(Referring expression data)
==========

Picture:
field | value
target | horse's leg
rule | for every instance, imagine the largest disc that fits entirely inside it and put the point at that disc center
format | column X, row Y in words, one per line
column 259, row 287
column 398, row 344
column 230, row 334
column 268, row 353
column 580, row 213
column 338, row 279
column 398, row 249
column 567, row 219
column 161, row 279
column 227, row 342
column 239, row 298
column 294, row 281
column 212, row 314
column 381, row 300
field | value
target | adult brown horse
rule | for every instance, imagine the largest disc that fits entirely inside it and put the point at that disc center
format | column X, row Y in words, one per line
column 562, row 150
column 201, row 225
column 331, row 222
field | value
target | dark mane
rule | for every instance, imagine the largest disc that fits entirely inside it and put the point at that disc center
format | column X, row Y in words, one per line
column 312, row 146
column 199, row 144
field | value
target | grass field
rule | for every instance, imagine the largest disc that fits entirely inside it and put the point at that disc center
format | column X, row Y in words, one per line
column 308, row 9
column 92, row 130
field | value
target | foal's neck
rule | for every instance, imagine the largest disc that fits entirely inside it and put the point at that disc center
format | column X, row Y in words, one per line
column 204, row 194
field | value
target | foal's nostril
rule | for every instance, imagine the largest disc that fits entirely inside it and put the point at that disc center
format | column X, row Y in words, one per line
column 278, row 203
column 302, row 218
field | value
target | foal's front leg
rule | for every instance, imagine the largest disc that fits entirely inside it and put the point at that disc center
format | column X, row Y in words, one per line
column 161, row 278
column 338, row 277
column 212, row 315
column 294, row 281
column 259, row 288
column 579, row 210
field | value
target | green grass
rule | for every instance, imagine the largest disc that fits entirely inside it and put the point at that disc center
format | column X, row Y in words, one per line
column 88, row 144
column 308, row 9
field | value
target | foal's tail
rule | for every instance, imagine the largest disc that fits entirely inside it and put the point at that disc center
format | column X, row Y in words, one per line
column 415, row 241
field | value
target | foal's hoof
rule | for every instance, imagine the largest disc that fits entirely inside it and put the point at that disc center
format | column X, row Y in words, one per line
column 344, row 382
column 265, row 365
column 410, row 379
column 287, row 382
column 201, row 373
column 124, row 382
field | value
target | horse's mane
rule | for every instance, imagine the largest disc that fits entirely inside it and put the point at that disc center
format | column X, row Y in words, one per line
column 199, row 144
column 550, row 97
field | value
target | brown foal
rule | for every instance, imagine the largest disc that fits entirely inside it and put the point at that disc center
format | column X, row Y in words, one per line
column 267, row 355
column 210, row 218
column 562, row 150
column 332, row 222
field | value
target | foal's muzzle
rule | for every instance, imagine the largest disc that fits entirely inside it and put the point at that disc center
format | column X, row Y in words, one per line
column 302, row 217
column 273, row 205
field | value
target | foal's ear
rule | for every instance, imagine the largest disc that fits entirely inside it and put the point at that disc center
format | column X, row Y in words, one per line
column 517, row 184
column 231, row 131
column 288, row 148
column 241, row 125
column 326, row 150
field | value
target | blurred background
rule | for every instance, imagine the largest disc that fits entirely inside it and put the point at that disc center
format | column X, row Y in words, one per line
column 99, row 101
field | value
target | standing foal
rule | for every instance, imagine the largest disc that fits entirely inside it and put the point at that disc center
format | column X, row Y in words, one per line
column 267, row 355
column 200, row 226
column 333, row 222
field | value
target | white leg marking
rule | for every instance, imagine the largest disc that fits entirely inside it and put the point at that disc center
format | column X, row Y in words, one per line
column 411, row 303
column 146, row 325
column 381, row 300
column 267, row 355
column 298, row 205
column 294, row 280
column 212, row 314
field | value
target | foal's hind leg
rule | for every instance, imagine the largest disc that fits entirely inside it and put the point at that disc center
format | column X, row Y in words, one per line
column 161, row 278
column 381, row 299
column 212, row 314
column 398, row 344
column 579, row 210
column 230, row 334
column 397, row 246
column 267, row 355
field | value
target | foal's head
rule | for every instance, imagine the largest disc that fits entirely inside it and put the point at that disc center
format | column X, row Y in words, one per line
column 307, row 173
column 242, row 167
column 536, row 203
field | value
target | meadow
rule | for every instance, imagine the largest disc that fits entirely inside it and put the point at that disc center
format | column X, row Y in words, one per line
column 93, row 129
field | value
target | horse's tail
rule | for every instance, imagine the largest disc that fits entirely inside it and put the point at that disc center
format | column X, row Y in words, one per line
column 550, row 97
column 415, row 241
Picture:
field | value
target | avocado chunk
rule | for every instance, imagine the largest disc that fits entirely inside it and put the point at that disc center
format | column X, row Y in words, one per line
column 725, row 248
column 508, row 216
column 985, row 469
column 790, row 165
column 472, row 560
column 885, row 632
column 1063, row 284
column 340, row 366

==========

• _ACTIVITY_:
Reproduce every entry above. Make each line identical to the original.

• _REPLY TO THE EXERCISE_:
Picture:
field | value
target | horse's leg
rule | for every instance, imagine the largest disc that fits entirely inside it and put the point at that disc center
format | column X, row Y in words, one per line
column 259, row 287
column 398, row 344
column 230, row 334
column 268, row 353
column 580, row 213
column 338, row 279
column 398, row 249
column 567, row 219
column 161, row 279
column 227, row 342
column 239, row 298
column 294, row 281
column 212, row 314
column 381, row 300
field | value
target | adult brown horse
rule | for every instance, imagine the largest disc that fits entirely inside it and put the point at that disc center
format | column X, row Y in words, one per line
column 562, row 150
column 201, row 225
column 331, row 222
field | value
target | dark mane
rule | for every instance, imagine the largest disc that fits entirely inside it and put the point at that disc center
format | column X, row Y in words, one per line
column 312, row 146
column 199, row 144
field | value
target | grass field
rule | for every instance, imagine the largest disc that fits entirely inside it and put the point at that disc center
format | column X, row Y in words, one per line
column 308, row 9
column 92, row 130
field | value
target | foal's neck
rule | for every instance, imagine the largest disc that fits entirely inside it and put the point at that disc center
format | column X, row Y in words, one per line
column 204, row 194
field | value
target | foal's nostril
rule | for every instance, imagine the largest disc that fits entirely inside it and put the point at that disc center
format | column X, row Y in words, one per line
column 278, row 203
column 302, row 218
field | value
target | foal's front leg
rule | for every instance, imagine the largest disc that fits entirely inside it and put the point at that disc center
format | column X, row Y in words, one per line
column 161, row 278
column 338, row 277
column 212, row 315
column 294, row 281
column 259, row 288
column 579, row 210
field | value
target | green grass
rule | for every instance, imagine the largest disc that fits entirely inside it and put the point at that disc center
format | column X, row Y in words, one per line
column 88, row 144
column 308, row 9
field | value
target | foal's tail
rule | for every instance, imagine the largest disc that fits entirely inside it and put the point at that disc center
format | column X, row Y in words, one per line
column 415, row 241
field | value
target | foal's hoof
rule | for every instance, imagine the largest disc that fits entirely inside it and put the point at that disc center
format | column X, row Y in words, one per line
column 344, row 382
column 265, row 365
column 410, row 379
column 287, row 382
column 201, row 373
column 124, row 382
field | value
target | horse's mane
rule | for every instance, imagine the largest disc that fits entirely inside it and put the point at that disc center
format | column X, row Y in words, one per line
column 199, row 144
column 550, row 97
field | value
target | brown foal
rule | for every instance, imagine the largest disc that fits entirely inside it and put the point at that disc center
format | column X, row Y in words, one per line
column 267, row 355
column 210, row 218
column 562, row 150
column 332, row 222
field | value
target | foal's muzzle
rule | for every instance, imagine the largest disc that fits entirely inside it and put the point at that disc center
format | column X, row Y in words, one per line
column 302, row 217
column 273, row 205
field | value
target | foal's ear
rule | for every instance, imagine the largest disc that fits entirely inside it and put the point at that disc center
format | column X, row Y in words, one per line
column 517, row 184
column 231, row 131
column 288, row 148
column 241, row 125
column 326, row 150
field | value
target | blurred background
rule | for every instance, imagine the largest disc that fits entirely inside it and put the point at that disc center
format | column X, row Y in words, one per line
column 99, row 101
field | value
target | standing foal
rule | for every instance, imagine the largest disc that fits entirely inside it and put the point at that disc center
format | column X, row Y in words, one per line
column 267, row 355
column 200, row 226
column 333, row 222
field | value
target | white leg marking
rule | for every instance, imagine the largest disc that fits entirely inside it and put the point at that disc center
format | column X, row Y in words, one per line
column 411, row 303
column 146, row 325
column 381, row 300
column 267, row 355
column 298, row 205
column 294, row 280
column 212, row 314
field | value
target | foal's hind leg
rule | for every instance, imagine the largest disc that fits entirely inside it and put the point at that disc center
format | column X, row Y in words, one per line
column 161, row 278
column 381, row 299
column 212, row 314
column 398, row 344
column 579, row 210
column 230, row 334
column 397, row 246
column 267, row 355
field | value
target | foal's head
rule | for every instance, imagine the largest disc that fits entirely inside it and put the point at that disc center
format | column X, row Y in words, one per line
column 307, row 173
column 242, row 167
column 536, row 203
field | value
target | meadow
rule | for every instance, imagine the largest disc that fits entirely inside it and put the point at that disc center
format | column X, row Y in words, one per line
column 93, row 129
field | value
target | horse's tail
rule | for every instance, imagine the largest disc that fits entirely inside it and put the point at that disc center
format | column X, row Y in words, one per line
column 550, row 97
column 415, row 241
Picture:
field | value
target | avocado chunk
rule | for every instance, imagine the largest disc that fits entirely inside it and put the point at that disc center
format | column X, row Y in words, one per line
column 725, row 248
column 508, row 216
column 985, row 469
column 790, row 165
column 472, row 560
column 885, row 632
column 1063, row 284
column 340, row 366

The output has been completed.